- **Problems to solve**:
(A) According to the article on Airbnb, by how much did bed nights in New Zealand grow in 2022 compared with the previous year?
(B) Reproduce the article on Airbnb word for word, everything from "Hosts and guides" down to "within their means.".

- **Document passage**:
· · ·
The accommodation rental giant Airbnb has revealed data on the habits of travellers in New Zealand and overseas, as bookings are expected to exceed pre-pandemic numbers.
However, the “back to basics” approach and paring back of certain products shows the room-sharing economy may not be as buoyant as the numbers predict.
With 300 million guest arrivals projected for the coming year, Airbnb made the triumphalist statement that “the pandemic is over”.
Bed nights in New Zealand grew 40 per cent in 2022, compared with the previous year.
However, the projections for the year ahead are at odds with the current drive for budget listings and Airbnb’s decision to rethink some products.
Last month it announced it was pausing its “Experiences” programme and would not be taking additional submissions.
Airbnb’s online market for guided tours was launched in 2016, allowing the public to sell cooking classes or other location-based experiences via the website.
“As part of our focus on perfecting the core service, including Airbnb Experiences, we are pausing submissions of all new Experiences,” a spokesperson told the Herald.
The company said it did not have any more information to share at this point but it was “excited about the future of Experiences” and aimed to relaunch the product at a later date.
Hosts and guides with current bookings will not be affected, but they will not be able to change or submit new experiences for review.
It is not only the inventory of experiences that is being trimmed. Airbnb says it is focusing on more modest booking options for travellers on a budget.
“Airbnb Rooms” is a rebranding of the offering for hosts leasing part of a property or a guest room. Despite the trend for renting whole properties and holiday rentals, the platform sees its immediate future in smaller-scale rentals.
Co-founder and chief executive Brian Chesky says it is about “getting back to the idea that started it all”, making a website for leasing spare rooms in San Francisco.
The rebranded “Rooms” is a play appealing for hosts, facing an increased cost of living, to make additional income and for travellers to find accommodation within their means.
It represents a doubling down on messaging from November, when Chesky claimed that launching during the 2008 recession was the making of the company.
“Airbnb Plus”, the website’s upscale offering, featuring homes such as castles and luxury housing, had a restructuring after the 2020 crunch. It now exists as a more limited stock of quality-controlled properties.
During the pandemic, the company also shelved ambitious plans to integrate air travel and transport. Hiring travel consultant and former Virgin America chief executive Fred Reid, the company toyed with the idea of an airline in 2018.
With these lofty goals reined in, it seems the site is best suited to smaller-scale budget trips.
As travel patterns are beginning to show, city breaks are growing in popularity. Private rooms in Sydney and Melbourne are among the most popular on the website and, with eight out of 10 rooms listed for under $150, it’s an affordable way of visiting pricier destinations.
· · ·
- **Information supplied**:

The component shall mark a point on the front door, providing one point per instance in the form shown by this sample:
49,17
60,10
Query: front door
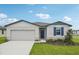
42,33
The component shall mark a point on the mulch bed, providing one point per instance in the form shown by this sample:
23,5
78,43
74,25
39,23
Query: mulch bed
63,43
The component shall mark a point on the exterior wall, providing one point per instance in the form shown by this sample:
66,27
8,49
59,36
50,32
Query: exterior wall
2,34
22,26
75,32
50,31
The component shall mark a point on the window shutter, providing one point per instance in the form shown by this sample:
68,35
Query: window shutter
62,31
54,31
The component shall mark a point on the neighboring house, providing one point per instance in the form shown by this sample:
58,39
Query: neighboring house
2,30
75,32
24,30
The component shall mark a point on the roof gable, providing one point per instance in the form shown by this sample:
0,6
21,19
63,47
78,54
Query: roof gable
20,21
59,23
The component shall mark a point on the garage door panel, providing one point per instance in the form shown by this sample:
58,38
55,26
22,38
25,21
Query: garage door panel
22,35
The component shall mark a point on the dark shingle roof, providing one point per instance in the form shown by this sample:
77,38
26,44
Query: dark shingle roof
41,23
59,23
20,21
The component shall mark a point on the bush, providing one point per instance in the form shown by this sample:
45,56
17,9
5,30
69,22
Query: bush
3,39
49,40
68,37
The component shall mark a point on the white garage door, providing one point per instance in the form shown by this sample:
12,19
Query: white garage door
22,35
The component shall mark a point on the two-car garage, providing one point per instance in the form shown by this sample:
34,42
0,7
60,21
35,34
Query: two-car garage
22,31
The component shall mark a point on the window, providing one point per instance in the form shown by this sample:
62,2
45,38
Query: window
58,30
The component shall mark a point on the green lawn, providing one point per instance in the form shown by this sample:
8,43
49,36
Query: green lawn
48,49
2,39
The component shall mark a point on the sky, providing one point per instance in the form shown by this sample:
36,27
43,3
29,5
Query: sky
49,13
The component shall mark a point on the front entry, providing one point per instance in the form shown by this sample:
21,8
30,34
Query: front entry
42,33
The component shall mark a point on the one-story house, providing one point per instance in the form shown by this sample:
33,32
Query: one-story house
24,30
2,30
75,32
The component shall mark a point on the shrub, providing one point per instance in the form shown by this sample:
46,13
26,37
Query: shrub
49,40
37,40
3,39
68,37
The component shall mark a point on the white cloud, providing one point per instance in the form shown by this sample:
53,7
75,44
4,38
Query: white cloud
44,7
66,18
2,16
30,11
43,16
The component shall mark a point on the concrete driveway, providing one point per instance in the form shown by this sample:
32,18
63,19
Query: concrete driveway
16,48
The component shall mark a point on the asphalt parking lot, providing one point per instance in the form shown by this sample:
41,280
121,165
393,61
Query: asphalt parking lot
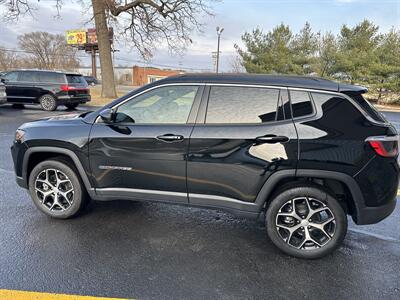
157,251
· · ·
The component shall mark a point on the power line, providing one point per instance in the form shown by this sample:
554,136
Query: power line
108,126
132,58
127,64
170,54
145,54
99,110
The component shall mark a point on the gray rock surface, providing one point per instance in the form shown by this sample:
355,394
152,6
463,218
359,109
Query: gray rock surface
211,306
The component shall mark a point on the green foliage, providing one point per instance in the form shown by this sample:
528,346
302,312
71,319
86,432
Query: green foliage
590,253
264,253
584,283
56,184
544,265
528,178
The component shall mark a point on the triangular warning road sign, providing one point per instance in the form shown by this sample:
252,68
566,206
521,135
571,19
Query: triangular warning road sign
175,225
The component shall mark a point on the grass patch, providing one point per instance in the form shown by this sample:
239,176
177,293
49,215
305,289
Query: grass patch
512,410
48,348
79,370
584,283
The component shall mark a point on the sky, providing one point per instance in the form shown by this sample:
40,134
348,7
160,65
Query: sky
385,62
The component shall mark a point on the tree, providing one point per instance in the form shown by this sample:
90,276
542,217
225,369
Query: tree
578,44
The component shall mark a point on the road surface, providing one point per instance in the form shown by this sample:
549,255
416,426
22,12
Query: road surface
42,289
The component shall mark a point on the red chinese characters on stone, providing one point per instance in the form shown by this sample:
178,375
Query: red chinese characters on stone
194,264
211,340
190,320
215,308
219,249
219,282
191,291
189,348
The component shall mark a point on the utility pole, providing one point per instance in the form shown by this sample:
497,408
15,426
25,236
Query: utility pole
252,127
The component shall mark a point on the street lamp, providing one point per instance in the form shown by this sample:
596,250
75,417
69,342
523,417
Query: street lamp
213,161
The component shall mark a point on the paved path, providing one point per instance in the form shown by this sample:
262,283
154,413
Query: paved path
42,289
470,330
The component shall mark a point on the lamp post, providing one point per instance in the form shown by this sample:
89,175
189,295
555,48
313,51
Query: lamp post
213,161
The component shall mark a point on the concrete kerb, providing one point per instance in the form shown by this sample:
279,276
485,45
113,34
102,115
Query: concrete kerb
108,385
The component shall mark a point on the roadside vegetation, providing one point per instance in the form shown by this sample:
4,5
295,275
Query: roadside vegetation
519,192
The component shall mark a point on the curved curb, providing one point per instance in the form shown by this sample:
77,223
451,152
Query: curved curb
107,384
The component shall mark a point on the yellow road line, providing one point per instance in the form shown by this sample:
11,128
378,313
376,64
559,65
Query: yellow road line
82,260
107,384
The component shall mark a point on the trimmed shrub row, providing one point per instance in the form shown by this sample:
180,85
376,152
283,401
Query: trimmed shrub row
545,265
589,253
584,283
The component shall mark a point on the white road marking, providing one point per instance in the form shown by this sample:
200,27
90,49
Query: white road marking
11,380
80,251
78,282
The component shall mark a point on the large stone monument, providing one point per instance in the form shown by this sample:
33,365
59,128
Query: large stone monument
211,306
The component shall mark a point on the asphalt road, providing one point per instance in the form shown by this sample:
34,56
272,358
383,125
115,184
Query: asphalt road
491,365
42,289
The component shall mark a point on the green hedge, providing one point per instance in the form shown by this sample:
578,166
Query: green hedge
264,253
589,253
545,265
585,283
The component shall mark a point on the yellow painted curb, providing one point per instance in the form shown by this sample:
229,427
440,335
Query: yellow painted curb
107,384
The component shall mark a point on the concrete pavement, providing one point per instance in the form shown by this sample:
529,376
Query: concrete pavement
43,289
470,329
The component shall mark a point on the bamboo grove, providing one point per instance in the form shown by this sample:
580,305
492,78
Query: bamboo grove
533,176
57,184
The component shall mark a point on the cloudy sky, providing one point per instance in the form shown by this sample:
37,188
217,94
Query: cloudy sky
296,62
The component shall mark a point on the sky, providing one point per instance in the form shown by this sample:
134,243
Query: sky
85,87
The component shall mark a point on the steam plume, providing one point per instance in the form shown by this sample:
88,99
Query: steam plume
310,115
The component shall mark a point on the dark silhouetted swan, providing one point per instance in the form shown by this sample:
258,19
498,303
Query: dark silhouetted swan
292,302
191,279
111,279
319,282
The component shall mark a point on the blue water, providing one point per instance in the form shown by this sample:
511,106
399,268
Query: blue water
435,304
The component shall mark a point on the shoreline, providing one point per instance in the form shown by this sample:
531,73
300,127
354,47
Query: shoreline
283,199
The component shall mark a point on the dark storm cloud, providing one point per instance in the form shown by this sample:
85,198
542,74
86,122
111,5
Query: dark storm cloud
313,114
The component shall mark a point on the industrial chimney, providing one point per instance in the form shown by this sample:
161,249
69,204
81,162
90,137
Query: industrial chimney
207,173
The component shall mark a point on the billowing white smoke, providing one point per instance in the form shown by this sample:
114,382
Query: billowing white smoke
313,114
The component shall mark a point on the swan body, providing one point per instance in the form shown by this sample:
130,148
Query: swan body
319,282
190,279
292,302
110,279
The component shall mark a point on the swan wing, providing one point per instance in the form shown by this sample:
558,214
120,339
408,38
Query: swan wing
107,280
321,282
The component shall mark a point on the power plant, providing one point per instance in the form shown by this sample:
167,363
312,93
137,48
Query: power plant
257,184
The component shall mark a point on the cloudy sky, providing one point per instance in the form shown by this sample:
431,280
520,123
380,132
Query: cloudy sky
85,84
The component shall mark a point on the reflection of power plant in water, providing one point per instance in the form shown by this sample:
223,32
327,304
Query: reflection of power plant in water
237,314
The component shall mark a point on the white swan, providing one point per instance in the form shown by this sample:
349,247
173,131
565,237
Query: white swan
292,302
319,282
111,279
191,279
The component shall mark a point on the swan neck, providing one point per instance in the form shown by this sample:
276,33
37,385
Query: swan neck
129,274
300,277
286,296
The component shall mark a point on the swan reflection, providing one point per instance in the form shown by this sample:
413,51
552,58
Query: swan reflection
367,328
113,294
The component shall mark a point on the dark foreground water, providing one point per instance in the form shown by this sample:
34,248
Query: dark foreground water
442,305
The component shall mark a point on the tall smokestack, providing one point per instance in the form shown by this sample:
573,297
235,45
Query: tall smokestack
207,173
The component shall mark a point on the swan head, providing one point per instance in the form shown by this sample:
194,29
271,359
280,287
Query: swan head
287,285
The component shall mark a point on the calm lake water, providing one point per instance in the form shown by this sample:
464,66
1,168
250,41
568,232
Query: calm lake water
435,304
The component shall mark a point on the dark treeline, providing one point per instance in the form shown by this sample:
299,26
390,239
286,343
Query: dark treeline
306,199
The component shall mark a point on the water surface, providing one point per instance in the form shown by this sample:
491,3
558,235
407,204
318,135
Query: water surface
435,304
· · ·
- **Task solutions**:
(A) 40 per cent

(B)
Hosts and guides with current bookings will not be affected, but they will not be able to change or submit new experiences for review.
It is not only the inventory of experiences that is being trimmed. Airbnb says it is focusing on more modest booking options for travellers on a budget.
“Airbnb Rooms” is a rebranding of the offering for hosts leasing part of a property or a guest room. Despite the trend for renting whole properties and holiday rentals, the platform sees its immediate future in smaller-scale rentals.
Co-founder and chief executive Brian Chesky says it is about “getting back to the idea that started it all”, making a website for leasing spare rooms in San Francisco.
The rebranded “Rooms” is a play appealing for hosts, facing an increased cost of living, to make additional income and for travellers to find accommodation within their means.